**WRITTEN EXERCISE**
Copy the lines below exactly as they appear, leaving the pictures out of your answer.

**ENTRIES SUPPLIED**
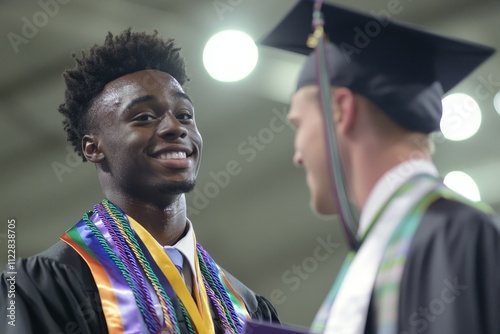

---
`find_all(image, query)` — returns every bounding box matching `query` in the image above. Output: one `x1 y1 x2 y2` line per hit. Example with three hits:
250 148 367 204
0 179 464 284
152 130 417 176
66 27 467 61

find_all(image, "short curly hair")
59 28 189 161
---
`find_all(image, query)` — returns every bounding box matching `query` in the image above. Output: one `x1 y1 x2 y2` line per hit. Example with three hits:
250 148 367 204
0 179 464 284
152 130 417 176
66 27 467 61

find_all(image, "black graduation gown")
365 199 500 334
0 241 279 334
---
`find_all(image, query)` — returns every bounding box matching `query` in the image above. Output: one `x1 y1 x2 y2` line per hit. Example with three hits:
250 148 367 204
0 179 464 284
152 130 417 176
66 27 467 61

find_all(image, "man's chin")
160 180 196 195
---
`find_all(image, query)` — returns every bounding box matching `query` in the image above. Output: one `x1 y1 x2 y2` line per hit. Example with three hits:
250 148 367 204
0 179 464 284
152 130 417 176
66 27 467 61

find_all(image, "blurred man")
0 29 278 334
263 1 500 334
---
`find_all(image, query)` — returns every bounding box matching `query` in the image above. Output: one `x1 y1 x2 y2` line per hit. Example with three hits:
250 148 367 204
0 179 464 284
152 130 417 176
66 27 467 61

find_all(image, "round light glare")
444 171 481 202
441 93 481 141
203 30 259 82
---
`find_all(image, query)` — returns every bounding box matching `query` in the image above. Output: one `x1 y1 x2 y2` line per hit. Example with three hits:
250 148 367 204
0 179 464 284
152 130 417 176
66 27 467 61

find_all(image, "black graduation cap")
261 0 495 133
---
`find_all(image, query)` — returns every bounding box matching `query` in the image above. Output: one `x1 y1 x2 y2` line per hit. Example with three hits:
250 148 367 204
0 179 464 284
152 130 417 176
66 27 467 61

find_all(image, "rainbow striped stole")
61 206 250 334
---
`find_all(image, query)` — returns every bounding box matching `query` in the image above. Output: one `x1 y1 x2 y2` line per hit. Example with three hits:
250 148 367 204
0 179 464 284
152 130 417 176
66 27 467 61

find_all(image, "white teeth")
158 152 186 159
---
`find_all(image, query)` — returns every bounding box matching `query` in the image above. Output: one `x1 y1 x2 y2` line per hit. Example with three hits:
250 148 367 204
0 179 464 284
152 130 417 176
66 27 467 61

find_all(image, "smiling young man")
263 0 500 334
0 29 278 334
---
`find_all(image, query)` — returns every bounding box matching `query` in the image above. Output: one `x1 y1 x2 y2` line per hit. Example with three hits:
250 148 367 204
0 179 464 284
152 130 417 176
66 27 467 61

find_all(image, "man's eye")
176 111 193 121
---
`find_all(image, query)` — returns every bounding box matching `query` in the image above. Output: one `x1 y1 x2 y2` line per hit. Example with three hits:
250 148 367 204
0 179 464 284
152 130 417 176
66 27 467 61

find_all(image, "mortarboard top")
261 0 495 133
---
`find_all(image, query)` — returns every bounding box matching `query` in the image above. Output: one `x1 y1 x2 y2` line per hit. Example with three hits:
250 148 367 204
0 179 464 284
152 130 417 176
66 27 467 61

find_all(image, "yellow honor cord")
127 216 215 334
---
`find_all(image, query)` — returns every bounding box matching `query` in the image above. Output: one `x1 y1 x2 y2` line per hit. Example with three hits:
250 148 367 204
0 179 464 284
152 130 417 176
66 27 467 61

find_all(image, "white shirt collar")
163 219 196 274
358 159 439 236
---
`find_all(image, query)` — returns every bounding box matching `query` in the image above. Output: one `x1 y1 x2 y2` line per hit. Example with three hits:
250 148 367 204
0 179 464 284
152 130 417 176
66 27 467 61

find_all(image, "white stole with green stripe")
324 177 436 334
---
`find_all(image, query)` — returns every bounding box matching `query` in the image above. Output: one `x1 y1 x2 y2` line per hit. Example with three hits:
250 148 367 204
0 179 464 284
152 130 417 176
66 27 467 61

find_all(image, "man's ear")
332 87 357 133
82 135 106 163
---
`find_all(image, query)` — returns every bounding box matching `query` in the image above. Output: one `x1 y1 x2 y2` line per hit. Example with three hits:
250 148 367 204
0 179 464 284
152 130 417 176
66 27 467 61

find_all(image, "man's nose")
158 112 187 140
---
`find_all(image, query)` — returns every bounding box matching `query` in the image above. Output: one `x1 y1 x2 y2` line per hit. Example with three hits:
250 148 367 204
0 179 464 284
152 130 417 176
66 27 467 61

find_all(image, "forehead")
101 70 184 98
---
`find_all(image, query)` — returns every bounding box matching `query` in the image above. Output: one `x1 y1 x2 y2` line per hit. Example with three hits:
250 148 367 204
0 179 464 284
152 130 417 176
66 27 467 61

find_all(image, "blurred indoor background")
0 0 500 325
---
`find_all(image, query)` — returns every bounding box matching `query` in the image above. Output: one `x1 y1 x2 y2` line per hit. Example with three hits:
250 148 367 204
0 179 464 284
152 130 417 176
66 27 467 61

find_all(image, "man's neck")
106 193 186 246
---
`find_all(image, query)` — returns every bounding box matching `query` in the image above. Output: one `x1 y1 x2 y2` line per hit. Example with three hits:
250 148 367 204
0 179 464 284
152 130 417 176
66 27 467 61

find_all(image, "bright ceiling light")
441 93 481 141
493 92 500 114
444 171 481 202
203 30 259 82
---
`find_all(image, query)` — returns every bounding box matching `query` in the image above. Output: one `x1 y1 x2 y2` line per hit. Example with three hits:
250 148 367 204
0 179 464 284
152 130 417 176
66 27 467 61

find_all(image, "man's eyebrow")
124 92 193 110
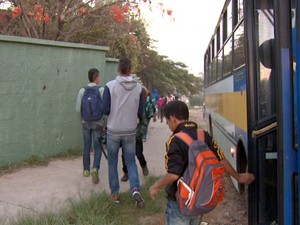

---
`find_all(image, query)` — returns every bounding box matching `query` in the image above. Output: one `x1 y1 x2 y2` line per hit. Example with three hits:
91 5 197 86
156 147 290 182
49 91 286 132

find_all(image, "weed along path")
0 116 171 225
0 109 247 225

**OUTPUT BELOW**
---
`find_all(image, query)` — returns every bounding box matching `query` in the image above. Output: one `x1 y1 x2 y2` line per hit. Example with three hits:
250 148 367 204
0 179 464 284
152 130 417 176
66 27 467 61

find_all(image, "short curly hair")
59 28 189 161
---
`find_all(image, query)` — returns every bounding box matching `query` in the image above. Output: one `x1 y1 x2 y2` line per hit. Example with three hits:
250 148 367 204
0 179 464 284
152 130 417 176
66 27 467 61

find_all(image, "black graduation gown")
365 199 500 334
0 241 279 334
---
`find_all(image, query)` — returns every bounding box matching `query` in the image above. Output: one `x1 y1 x2 y2` line per hit. Example with three hits:
250 148 367 204
0 179 464 284
152 130 417 176
66 27 467 61

find_all(image, "man's chin")
160 180 196 195
---
`find_all(image, query)` — returns every bounding box matching `query` in the image above. Output: one `x1 y1 x2 y2` line per hit. Example with three hits:
250 148 367 204
0 179 464 284
152 130 417 176
66 27 467 61

find_all(image, "blurred man")
0 29 278 334
263 1 500 334
---
`find_all(image, query)` — returns every bounding box matching `query` in the image above. Output: one `x1 y1 x2 y2` line per hit. Example with three hits:
250 148 367 204
0 179 464 284
152 130 417 176
66 27 467 61

find_all(image, "round light glare")
444 171 481 202
441 93 481 141
203 30 259 82
---
`find_all(image, query)` — returns every bounding box matching `query` in the image above. Output: one `x1 y1 x2 y2` line per hit. Example with three hits:
250 148 367 204
0 179 464 284
152 130 417 176
66 27 467 61

find_all(image, "black graduation cap")
261 0 495 133
---
`find_all(image, query)` — returns every bounding box matching `query` in the image above. Output: one `x1 y1 x2 y2` line per hit. Example with three hits:
250 148 367 204
0 179 464 284
152 130 417 176
66 27 467 61

find_all(image, "rainbow striped stole")
61 206 250 334
---
`find_all(image, query)` — returns every bounding box matching `query` in the image above. Output: one `x1 y1 x2 y2` line per hit. Example with three hits:
250 148 367 204
0 179 464 284
152 130 417 176
66 27 467 61

find_all(image, "white teeth")
158 152 186 159
---
`find_all(image, query)` — returns every bounding box matching `query` in the image above. Output: one `x1 y1 x2 y2` line per hit. Example with three hits:
250 148 367 204
0 179 464 284
152 130 417 176
66 27 467 61

find_all(image, "smiling young man")
263 0 500 334
0 29 278 334
---
`find_all(image, query)` — returns every bounding box matching `query` in the image above. Output: one `x1 y1 x2 y2` line per hit. Example with three hits:
250 148 367 204
0 179 464 284
152 130 417 176
66 27 467 61

find_all(image, "man's eye")
176 111 193 121
---
`find_all(image, query)` — returns every bounding box matching `query` in the image above. Output: one `x1 y1 x2 y2` line per hit. Example with three hits:
250 148 367 204
0 179 464 284
152 130 417 176
66 27 467 61

find_all(image, "mortarboard top")
261 0 495 133
---
`find_all(image, query)` — returns every bounding box matching `query` in the image above. Output: one `x1 y1 x2 y2` line per hit. Example with three hits:
250 148 367 204
0 179 464 284
152 130 417 176
66 27 467 61

find_all(image, "yellow honor cord")
127 216 215 334
---
`find_all(image, query)` — returns every bounding box matching `query` in the image above. Output: one `x1 y1 x2 y2` line per hit. Example with three hits:
250 148 367 204
0 179 464 284
152 130 417 176
66 27 467 61

find_all(image, "white shirt collar")
163 219 196 274
358 159 439 236
---
`find_all(image, query)` — returns every bounding box matching `query` in the image above. Output: one `x1 y1 x2 y2` line per hit. Example with three hits:
250 148 367 204
0 179 464 284
152 130 417 176
66 27 467 61

find_all(image, "white stole with green stripe")
324 177 436 334
---
`find_all(image, query)` — returns every bounding box matching `query` in the image above. Output: one `x1 y1 x2 y2` line per hit. Example with three hits:
250 148 367 204
0 179 464 284
152 130 417 176
66 27 467 61

find_all(image, "man's ear")
332 87 357 133
82 135 106 163
---
`find_all(image, query)` — returns every bounding box matching `query` in the image above. Output: one `x1 y1 x2 y2` line per hit. Example with three hits:
250 148 367 204
0 179 464 284
152 130 417 176
66 27 467 61

find_all(image, "man's nose")
158 112 187 140
---
`find_all(image, query)` — returns every bounding box matching `query` in the image above. Output: one `x1 y1 x2 y2` line per hit. Example with three hits:
250 148 367 204
0 179 464 284
152 130 417 176
66 27 467 61

find_all(image, "forehead")
101 70 184 98
---
`find_all(image, query)` — returns every bounding box matching `query` in the image above. Output: one `x1 y1 x2 y2` line per hit. Example with three hits:
250 148 367 204
0 179 464 284
152 130 417 176
66 27 467 61

find_all(image, "blurred indoor background")
0 0 500 325
---
`find_all(image, query)` — returns every bounding box matching `query` in the image above. Output: one `x1 y1 x2 y2` line per hit. Example with three hits:
250 148 367 204
0 179 464 284
152 130 417 176
66 27 467 61

find_all(image, "man's neck")
106 193 186 246
---
`find_all(image, query)` — returns every bounding box matching `query` in the image above. Output: one `x1 y1 x2 y2` line per hit. Example with three hits:
250 148 367 204
0 179 464 284
152 130 417 176
66 27 467 61

find_all(image, "bright ceiling light")
441 93 481 141
493 92 500 114
444 171 481 202
203 30 259 82
---
`find_all(image, query)` — returns every bounding box matching `query` in the image above. Output: one `x1 y1 x2 y2` line per hit. Example with three hits:
250 148 367 204
0 179 464 284
152 130 417 176
66 27 467 61

find_all(image, "man's eyebrow")
124 92 193 110

---
`find_all(image, query)` — returns every bounding box matching `query` in the image above. Output: one `x1 y1 x2 y2` line per hit. Example with three hits:
91 5 197 86
156 147 290 182
49 91 286 132

find_all(image, "weed along path")
0 116 171 225
0 109 247 225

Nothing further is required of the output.